Work order: Your answer should repeat every record verbatim.

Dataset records
▽

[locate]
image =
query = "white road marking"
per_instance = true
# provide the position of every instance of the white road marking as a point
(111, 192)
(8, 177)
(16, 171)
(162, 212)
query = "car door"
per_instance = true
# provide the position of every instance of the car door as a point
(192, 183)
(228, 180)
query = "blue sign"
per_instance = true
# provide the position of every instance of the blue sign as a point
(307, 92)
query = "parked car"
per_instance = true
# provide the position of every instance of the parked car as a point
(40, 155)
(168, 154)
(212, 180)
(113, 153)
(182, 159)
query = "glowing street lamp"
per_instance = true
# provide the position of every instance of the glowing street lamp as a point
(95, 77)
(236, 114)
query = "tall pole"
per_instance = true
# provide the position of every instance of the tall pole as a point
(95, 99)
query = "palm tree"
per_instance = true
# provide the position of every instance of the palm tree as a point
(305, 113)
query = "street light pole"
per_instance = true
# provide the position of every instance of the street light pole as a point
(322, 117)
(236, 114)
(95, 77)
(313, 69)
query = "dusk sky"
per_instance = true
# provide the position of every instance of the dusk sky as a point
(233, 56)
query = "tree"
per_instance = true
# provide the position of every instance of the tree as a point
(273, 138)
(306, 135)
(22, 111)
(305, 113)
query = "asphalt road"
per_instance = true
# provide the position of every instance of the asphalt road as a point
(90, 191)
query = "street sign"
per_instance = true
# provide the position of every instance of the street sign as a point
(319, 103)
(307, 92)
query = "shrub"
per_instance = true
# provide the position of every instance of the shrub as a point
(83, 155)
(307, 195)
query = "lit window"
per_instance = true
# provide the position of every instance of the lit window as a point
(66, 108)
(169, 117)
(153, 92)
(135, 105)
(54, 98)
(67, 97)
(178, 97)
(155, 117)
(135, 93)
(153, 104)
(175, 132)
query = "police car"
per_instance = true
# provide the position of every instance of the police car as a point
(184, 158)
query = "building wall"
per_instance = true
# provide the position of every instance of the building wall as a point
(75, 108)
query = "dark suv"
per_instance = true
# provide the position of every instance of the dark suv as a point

△

Answer to the exercise:
[locate]
image =
query = "white road marking"
per_instance = true
# provide the position of every instance of the white road marking as a point
(111, 192)
(8, 177)
(16, 171)
(162, 212)
query = "car door"
per_instance = true
# provide the position of every instance of the car door as a point
(192, 183)
(228, 180)
query = "blue sign"
per_instance = true
# provide the position of every instance of the blue sign as a point
(307, 92)
query = "parked car"
per_instance = true
# provide the position of every instance of the parked car as a point
(40, 155)
(168, 154)
(212, 180)
(113, 153)
(182, 159)
query = "glowing street lamp"
per_instance = true
# provide the position of every instance of the glowing street lamp as a point
(95, 77)
(236, 114)
query = "tall pole"
per_instance = true
# provide the position of every instance of the tall pole as a point
(95, 99)
query = "palm tree"
per_instance = true
# provide the position of every instance of the palm tree as a point
(305, 113)
query = "street light pole"
per_instance = true
# provide the position of every instance of the street light pole as a point
(322, 117)
(236, 114)
(95, 77)
(313, 69)
query = "dusk sky"
per_instance = true
# provide the position of every instance of the dusk sky as a point
(233, 56)
query = "tree"
per_instance = true
# provide the position of every instance of the tree as a point
(273, 138)
(306, 135)
(22, 111)
(305, 113)
query = "asphalt road"
per_instance = true
# provide the position of every instance of the asphalt road as a point
(90, 191)
query = "street sign"
per_instance = true
# provide the position of every instance of the street sign as a point
(319, 103)
(307, 92)
query = "shrub"
per_instance = true
# provide the position of every instance of the shrub as a point
(83, 155)
(307, 195)
query = "lit window"
per_instance = true
# provide the position of every instance of the lit window as a point
(66, 108)
(169, 117)
(153, 92)
(135, 105)
(54, 98)
(67, 97)
(178, 97)
(155, 117)
(135, 93)
(153, 104)
(175, 132)
query = "police car"
per_instance = true
# provide the position of every instance of the police car as a point
(184, 158)
query = "building wall"
per_instance = true
# provide the position of every instance of the building wall as a point
(75, 108)
query = "dark suv"
per_instance = true
# provide the position of every instance of the dark suv as a point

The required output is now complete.